__GIVEN DATA__:
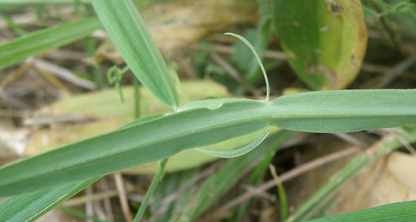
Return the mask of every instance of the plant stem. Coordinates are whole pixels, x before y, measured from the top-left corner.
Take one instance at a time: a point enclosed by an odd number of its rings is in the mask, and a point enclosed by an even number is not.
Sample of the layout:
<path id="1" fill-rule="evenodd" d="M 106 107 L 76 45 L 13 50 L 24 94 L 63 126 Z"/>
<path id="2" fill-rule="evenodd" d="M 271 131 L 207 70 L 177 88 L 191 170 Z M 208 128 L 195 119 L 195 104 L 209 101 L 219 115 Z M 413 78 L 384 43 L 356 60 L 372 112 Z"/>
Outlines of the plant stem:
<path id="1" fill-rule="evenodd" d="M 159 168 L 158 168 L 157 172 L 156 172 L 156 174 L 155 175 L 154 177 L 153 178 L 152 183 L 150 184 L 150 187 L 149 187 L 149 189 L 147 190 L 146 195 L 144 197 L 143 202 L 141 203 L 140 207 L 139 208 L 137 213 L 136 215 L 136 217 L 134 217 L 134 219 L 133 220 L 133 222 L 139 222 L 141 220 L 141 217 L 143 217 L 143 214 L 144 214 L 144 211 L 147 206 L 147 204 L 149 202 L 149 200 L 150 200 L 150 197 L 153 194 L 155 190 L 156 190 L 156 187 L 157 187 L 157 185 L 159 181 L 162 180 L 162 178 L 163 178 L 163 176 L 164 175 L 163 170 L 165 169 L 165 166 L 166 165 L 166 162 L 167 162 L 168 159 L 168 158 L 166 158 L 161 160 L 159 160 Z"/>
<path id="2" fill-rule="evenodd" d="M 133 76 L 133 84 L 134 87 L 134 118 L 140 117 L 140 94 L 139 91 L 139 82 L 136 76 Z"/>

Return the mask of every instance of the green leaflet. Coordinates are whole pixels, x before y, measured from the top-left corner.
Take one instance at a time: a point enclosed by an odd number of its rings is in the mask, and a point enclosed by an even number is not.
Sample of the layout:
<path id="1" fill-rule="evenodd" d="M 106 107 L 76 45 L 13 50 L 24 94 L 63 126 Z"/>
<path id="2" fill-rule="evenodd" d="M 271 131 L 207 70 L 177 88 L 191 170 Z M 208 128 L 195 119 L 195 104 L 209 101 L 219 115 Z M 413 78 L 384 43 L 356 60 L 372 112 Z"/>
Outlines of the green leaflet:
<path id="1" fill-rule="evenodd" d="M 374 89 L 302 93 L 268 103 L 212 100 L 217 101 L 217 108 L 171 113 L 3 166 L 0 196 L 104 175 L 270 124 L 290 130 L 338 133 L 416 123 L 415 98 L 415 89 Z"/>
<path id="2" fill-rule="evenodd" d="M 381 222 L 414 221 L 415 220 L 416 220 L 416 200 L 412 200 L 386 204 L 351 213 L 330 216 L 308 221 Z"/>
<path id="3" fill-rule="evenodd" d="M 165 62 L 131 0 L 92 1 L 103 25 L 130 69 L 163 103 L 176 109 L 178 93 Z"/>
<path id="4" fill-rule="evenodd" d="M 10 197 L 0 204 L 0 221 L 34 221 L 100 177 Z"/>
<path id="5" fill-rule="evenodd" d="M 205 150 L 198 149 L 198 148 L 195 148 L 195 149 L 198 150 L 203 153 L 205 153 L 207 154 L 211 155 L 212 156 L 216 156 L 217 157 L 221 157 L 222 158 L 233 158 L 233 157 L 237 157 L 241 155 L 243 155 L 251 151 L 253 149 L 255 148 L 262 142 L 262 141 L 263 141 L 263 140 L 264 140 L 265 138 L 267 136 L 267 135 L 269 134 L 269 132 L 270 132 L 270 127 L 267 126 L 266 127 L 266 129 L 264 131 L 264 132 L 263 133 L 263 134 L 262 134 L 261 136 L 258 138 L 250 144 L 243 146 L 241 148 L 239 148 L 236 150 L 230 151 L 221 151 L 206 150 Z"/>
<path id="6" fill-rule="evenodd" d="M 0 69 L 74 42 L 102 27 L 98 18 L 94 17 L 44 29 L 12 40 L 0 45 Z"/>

__TASK INSTRUCTIONS__: Gather every line of the data above that contains the string "left", and copy each one in full. Letter case counts, so match uppercase and lowercase precisely.

__EXERCISE RESPONSE__:
Return the mask of every instance of the plant stem. Coordinates are whole pixels, x before y, measured from the top-left corner.
Return the mask of every instance of the green leaflet. Coordinates are whole pixels, x before y, measured from the top-left corner.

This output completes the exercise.